(PROBLEM REQUIREMENTS):
Reproduce all the records below, replacing every "outline" with "contour" and changing nothing else. Leave out the pictures.

(Boundary labeling items)
·····

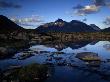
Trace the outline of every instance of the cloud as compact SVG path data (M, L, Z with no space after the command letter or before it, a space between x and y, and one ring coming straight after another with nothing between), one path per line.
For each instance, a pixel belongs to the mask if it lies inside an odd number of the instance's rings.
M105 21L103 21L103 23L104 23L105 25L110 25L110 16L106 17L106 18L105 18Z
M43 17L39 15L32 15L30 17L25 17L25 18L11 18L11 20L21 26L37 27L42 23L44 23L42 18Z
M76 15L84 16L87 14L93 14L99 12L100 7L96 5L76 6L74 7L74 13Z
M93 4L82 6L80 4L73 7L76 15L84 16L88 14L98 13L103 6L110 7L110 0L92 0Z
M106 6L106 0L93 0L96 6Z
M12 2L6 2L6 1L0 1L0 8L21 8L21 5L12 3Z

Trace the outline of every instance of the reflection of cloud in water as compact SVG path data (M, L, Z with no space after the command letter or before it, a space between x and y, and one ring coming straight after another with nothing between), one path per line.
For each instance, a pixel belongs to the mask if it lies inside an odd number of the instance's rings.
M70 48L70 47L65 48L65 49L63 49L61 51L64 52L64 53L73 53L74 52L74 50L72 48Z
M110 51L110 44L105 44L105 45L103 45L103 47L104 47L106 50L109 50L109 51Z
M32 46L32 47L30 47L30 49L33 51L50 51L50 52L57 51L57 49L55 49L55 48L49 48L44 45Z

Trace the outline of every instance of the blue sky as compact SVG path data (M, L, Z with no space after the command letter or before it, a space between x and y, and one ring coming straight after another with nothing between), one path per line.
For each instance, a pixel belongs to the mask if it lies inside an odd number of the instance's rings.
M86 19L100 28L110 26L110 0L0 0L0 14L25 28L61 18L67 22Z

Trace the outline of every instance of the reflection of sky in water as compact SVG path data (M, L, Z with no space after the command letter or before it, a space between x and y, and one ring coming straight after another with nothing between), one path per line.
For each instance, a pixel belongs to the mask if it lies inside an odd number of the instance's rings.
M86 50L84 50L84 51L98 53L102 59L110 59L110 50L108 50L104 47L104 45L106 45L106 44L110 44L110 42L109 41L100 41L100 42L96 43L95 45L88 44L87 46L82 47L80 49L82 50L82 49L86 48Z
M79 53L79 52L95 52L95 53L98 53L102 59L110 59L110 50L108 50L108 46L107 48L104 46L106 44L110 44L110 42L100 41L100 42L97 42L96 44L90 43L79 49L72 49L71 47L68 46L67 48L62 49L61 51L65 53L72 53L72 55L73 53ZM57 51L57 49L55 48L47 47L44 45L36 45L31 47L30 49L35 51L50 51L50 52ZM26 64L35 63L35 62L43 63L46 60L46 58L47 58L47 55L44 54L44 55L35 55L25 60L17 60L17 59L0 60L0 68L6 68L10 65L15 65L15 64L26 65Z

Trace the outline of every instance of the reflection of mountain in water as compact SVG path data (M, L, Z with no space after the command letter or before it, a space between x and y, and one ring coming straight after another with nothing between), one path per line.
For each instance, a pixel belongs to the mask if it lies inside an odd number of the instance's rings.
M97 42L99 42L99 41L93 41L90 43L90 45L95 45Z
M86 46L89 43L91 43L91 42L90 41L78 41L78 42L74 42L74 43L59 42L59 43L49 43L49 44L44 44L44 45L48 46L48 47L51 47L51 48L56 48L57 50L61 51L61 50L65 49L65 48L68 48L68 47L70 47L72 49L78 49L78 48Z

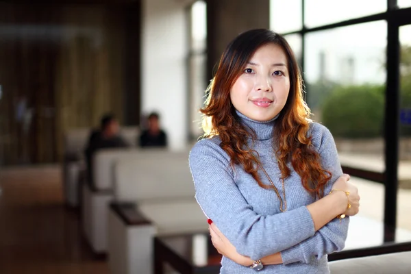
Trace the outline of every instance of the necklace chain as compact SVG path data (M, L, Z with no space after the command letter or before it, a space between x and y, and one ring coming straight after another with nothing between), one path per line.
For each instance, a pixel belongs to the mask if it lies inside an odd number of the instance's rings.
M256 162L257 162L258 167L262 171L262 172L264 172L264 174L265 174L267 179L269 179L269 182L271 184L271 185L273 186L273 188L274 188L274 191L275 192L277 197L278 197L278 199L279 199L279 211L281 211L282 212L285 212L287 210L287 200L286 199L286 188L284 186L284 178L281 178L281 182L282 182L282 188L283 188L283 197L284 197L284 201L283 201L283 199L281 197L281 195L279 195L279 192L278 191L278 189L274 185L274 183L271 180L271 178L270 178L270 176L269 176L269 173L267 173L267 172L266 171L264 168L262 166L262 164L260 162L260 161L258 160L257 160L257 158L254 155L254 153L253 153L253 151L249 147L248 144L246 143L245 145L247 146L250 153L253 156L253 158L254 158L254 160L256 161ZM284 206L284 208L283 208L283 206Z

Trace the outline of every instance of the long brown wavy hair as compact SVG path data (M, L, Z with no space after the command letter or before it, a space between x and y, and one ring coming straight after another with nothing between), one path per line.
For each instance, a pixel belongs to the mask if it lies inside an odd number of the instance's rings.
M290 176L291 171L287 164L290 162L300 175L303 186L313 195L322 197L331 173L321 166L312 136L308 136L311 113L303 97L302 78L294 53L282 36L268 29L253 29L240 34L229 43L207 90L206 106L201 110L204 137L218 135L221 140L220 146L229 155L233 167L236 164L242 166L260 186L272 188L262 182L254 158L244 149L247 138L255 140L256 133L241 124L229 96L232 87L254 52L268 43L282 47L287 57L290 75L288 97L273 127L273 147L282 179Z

·····

(TASK OUTPUT):
Trace the contour of every instance of the cloud as compact SVG path data (M, L, Z with no space after the command letter or before it, a space between x and y, and one ring coming straight after another with nothing between), one path per line.
For each instance, a pixel belongs to the mask if it lies inside an odd number of the instance's rings.
M105 21L103 21L103 23L104 23L105 25L110 25L110 16L106 17L106 18L105 18Z
M43 17L39 15L32 15L30 17L25 17L25 18L11 18L11 20L21 26L37 27L42 23L44 23L42 18Z
M76 15L84 16L87 14L93 14L99 12L100 7L96 5L76 6L74 7L74 13Z
M93 4L82 6L80 4L73 7L76 15L84 16L88 14L98 13L103 6L110 7L110 0L92 0Z
M106 6L106 0L93 0L96 6Z
M12 2L6 2L6 1L0 1L0 8L21 8L21 5L12 3Z

Trace the contour of every instance of the reflection of cloud in water as compact SVG path data (M, L, Z with no space after the command letter or before it, a space between x and y, and one ring coming straight after another with nothing between), one path per line.
For each instance, a pixel belongs to the mask if it lies inside an odd number of the instance's rings.
M70 48L70 47L65 48L65 49L63 49L61 51L64 52L64 53L73 53L74 52L74 50L72 48Z
M110 51L110 44L105 44L105 45L103 45L103 47L104 47L106 50L109 50L109 51Z
M32 46L32 47L30 47L30 49L33 51L50 51L50 52L57 51L57 49L55 49L55 48L49 48L44 45Z

Trace the contour of every instance of the blue sky as compact SVG path data (M, L, Z with no space after the command letter or before it, a space between x and y, and one ring coming straight after another with nothing between), one path per line.
For each instance, a pixel belongs to the mask if it lies inside an odd number of the instance's rings.
M86 19L100 28L110 26L110 0L0 0L0 14L25 28L61 18L67 22Z

Trace the contour of every instance of the reflection of sky in water as compact SVG path data (M, L, Z with no space after the command letter or before it, a space between x and y, and one ring coming straight after another with nothing between), one path per line.
For each instance, a pixel belongs to the mask if it lies inside an odd number of the instance's rings.
M86 50L84 50L84 51L98 53L102 59L110 59L110 50L108 50L104 47L104 45L106 45L106 44L110 44L110 42L109 41L100 41L100 42L96 43L95 45L88 44L87 46L82 47L80 49L82 50L82 49L86 48Z
M79 53L79 52L95 52L95 53L98 53L102 59L110 59L110 50L108 50L108 46L107 48L104 46L106 44L110 44L110 42L100 41L100 42L97 42L96 44L90 43L79 49L72 49L71 47L68 46L67 48L62 49L61 51L65 53L72 53L72 55L73 53ZM57 51L57 49L55 48L47 47L44 45L36 45L31 47L30 49L35 51L50 51L50 52ZM26 64L35 63L35 62L43 63L46 60L46 58L47 58L47 55L44 54L44 55L35 55L25 60L17 60L17 59L0 60L0 68L6 68L10 65L15 65L15 64L26 65Z

Trace the contour of every instance of the reflection of mountain in water as compact SVG path data (M, L, Z with no space after the command letter or before it, a space between x and y, and one ring coming straight after another with nothing between), one path per line.
For each instance, a pixel belongs to the mask if it lies inside an odd number of the instance's rings.
M97 42L99 42L99 41L93 41L90 43L90 45L95 45Z
M86 46L89 43L91 43L91 42L90 41L78 41L78 42L74 42L74 43L59 42L59 43L49 43L49 44L44 44L44 45L48 46L48 47L51 47L51 48L56 48L57 50L61 51L61 50L65 49L65 48L68 48L68 47L70 47L72 49L78 49L78 48Z

Trace the contour of every instance of the necklace chain as compact SVG path data (M, L, Z with no space after the command letter or before it, a space between x and y, and one ring coming straight after another with nothing between), one path per line.
For each instance, a pixel belongs to the mask if it lies inside an odd number of the instance's rings.
M256 162L257 162L258 167L262 171L262 172L264 172L264 174L265 174L267 179L269 179L269 182L271 184L271 185L273 186L273 188L274 188L274 191L275 192L277 197L278 197L278 199L279 199L279 211L281 211L282 212L285 212L287 210L287 200L286 199L286 188L284 186L284 178L281 178L281 182L282 182L282 188L283 188L283 197L284 197L284 201L283 201L283 199L281 197L281 195L279 195L279 192L278 191L278 189L274 185L274 183L271 180L271 178L270 178L270 176L269 176L269 173L267 173L267 172L266 171L264 168L262 166L262 164L260 162L260 161L258 160L257 160L257 158L254 155L254 153L253 153L253 151L249 147L248 144L246 143L245 145L247 146L250 153L253 156L253 158L254 158L254 160L256 161ZM284 206L284 208L283 208L283 206Z

Trace the contour of every instance of the long brown wavy hair as compact SVG path data (M, L, Z with no space after the command letter or before it, a space between x and y, and one ring coming straight after another with nothing between), one path per line.
For each instance, a pixel belongs to the mask if it lies inside an odd number of the instance's rings.
M290 176L291 171L287 164L290 162L300 175L303 186L313 195L322 197L331 173L321 166L312 136L308 136L311 113L303 97L302 78L294 53L282 36L268 29L253 29L240 34L229 43L207 90L206 106L201 110L204 137L218 135L221 140L220 146L229 155L233 167L236 164L242 166L260 186L272 188L262 182L254 158L244 149L247 138L255 140L256 133L241 124L229 96L232 87L254 52L268 43L282 47L287 57L290 75L288 97L273 127L273 147L282 179Z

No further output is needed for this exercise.